**EXTRACT**.
--------------------------------
The result is promising, capturing both dark and light portions of the greenery at the bottom of the image as well as the side. Unfortunately, as a side effect it also took a bit of the chair handle's green too.

Greenery with KMeans

Now let's see what happens when we implement KMeans. The disadvantage of KMeans is that it will not guarantee clusters that isolate your desired element. But let's see what happens. The following is a KMeans implementation using only k=2 or two clusters in our image.

                                
from sklearn.cluster import KMeans
np.random.seed(1)

x, y, z = rgba2rgb(jj).shape
jj_2d = rgba2rgb(jj).reshape(x*y, z)
jj_2d.shape

n = 2
kmeans_cluster = KMeans(n_clusters=n)
kmeans_cluster.fit(jj_2d)
cluster_labels = kmeans_cluster.labels_

plt.figure(figsize = (15,8))
plt.imshow(cluster_labels.reshape(x, y), cmap='coolwarm')
plt.colorbar()
plt.show()

fig, ax = plt.subplots(1, n, dpi=200, figsize=(12, 4))

for i in range(n):
    mask = cluster_labels.reshape(x, y) == i
    red = jj[:,:,0]*mask
    green = jj[:,:,1]*mask
    blue = jj[:,:,2]*mask
    masked = np.dstack((red,green,blue))
    ax[i].imshow(masked)
    ax[i].set_title(f'Cluster {i+1}')
plt.show()

KMeans was unable to isolate the greenery, but it was able to isolate the light peaking out the opening of the dim room. This is most likely because it is the highest contrast area compared to the rest of the dark image.

Let's see what happens when we set k=3.

                                
n = 3
kmeans_cluster = KMeans(n_clusters=n)
kmeans_cluster.fit(jj_2d)
cluster_labels = kmeans_cluster.labels_

plt.figure(figsize = (15,8))
plt.imshow(cluster_labels.reshape(x, y), cmap='coolwarm')
plt.colorbar()
plt.show()

fig, ax = plt.subplots(1, n, dpi=200, figsize=(12, 4))

for i in range(n):
    mask = cluster_labels.reshape(x, y) == i
    red = jj[:,:,0]*mask
    green = jj[:,:,1]*mask
    blue = jj[:,:,2]*mask
    masked = np.dstack((red,green,blue))
    ax[i].imshow(masked)
    ax[i].set_title(f'Cluster {i+1}')
plt.show()

Still not quite what we were looking for. This time, it separates the red parts of the woman's shirt from the rest of the image. The green is spread across cluster 1 and cluster 3. Unfortunately, green failed to be isolated using KMeans in this scenario.

SESSION 11-12 👋 Watch the Hands

This section focuses on Enhancement Extraction Recognition Image Processing Techniques (Again).

💯 MAIN TAKEAWAYS

Chromaticity segmentation is a more versatile color-based segmentation strategy. Unlike color image segmentation, chromaticity segmentation allows for parametric and non-parametric segmentations in a graphable spatial representation, instead od just thresholds.
Image Differencing can be used for more complex tasks, like video processing. Image differencing is a simple but effective method that isolates movement between frames.
Image differencing works best when differencing between grayscaled images. Color is less consistent betweenn frames due to lighting conditions and therefore will mess with true movement differences. In tasks where color is essential, image differencing is not the best processing tool.
--------------------------------
**SHORT TASK**.
Extend the image processing text by writing what comes after its final sentence. The lines that follow are not needed for any of this.

**SUPPLIED INFORMATION**.
--------------------------------
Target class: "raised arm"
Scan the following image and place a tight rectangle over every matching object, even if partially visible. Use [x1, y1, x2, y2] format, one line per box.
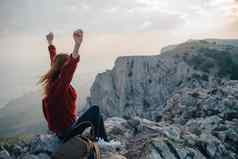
--------------------------------
**RESPONSE**.
Continuing with image segmentation, the following are other techniques to segment images:

Chromaticity Segmentation: Similar to color image segmentation, we use color spaces to isolate objects of interest. What makes this unique however, is that values are normalized into proportions of all channels. In a 3-channel color space, you will only need 2 channels to identify your colors of interest, because the 3rd is already implied since the sum of all channels = 1. Segmentation can be parametric or non-parametric.
Image Differencing: Changes between two images can be isolated by getting their literal differences.

Because we already played around with color spaces in the last section, let's look at how Image Differencing is a simple, but extremely helpful tool in Image Processing.

Frame Differencing on Filipino Sign Language

While the technique involves images, Image Differencing is uniquely helpful for use cases such as video processing. Say your upstream task involves training on movements in an image. How do you isolate movement?

You can do this through image differencing, by subtracting a frame by its previous frame to leave only the residual movement between frames.

The following video is one of many short 4-second video clips contained in the dataset, FSL-105: a dataset for recognizing 105 Filipino sign language videos. This was contributed by Isaiah Jassen Tupal (2023) and can be found and downloaded here.

Because we would want to use this dataset for hand sign identification, we care particularly about how the hands move. To do this, we will image difference the frames in this video so that what remains is only the movement of this person's hands.

The following are functions you can use to:

extract_frames: Save each frame in a video as a png to an output directory.
get_diffs: Read a directory of frames and return a list of differenced frames. The frames are converted to grayscale for this, so no color information is retained.

                            
from skimage.io import imread, imshow
from skimage.color import rgb2gray, label2rgb, rgb2hsv
from skimage.feature import blob_dog, blob_log, blob_doh
from skimage.morphology import erosion, dilation, opening, closing
from skimage.measure import label, regionprops
from skimage.exposure import histogram, cumulative_distribution
from skimage.filters import threshold_otsu

import cv2

from math import sqrt
import matplotlib.pyplot as plt
from matplotlib.patches import Rectangle
import numpy as np
import pandas as pd

def extract_frames(video_path, output_directory):
    # Open video
    video = cv2.VideoCapture(video_path)
    frame_count = int(video.get(cv2.CAP_PROP_FRAME_COUNT))

    # Save each frame as an image in output_directory
    os.makedirs(output_directory, exist_ok=True)
    for frame_number in range(frame_count):
        ret, frame = video.read()
        frame_path = os.path.join(output_directory, f"frame_{frame_number}.jpg")
        cv2.imwrite(frame_path, frame)

    # Release the video file
    video.release()
    
def get_diffs(frame_directory):
    diffs = []
    nframes = len(os.listdir(frame_directory))
    for i in range(1, nframes):
        imf = rgb2gray(imread(f'{frame_directory}/frame_{i}.jpg'))
        imi = rgb2gray(imread(f'{frame_directory}/frame_{i-1}.jpg'))
        diffs.append(np.abs(imf - imi))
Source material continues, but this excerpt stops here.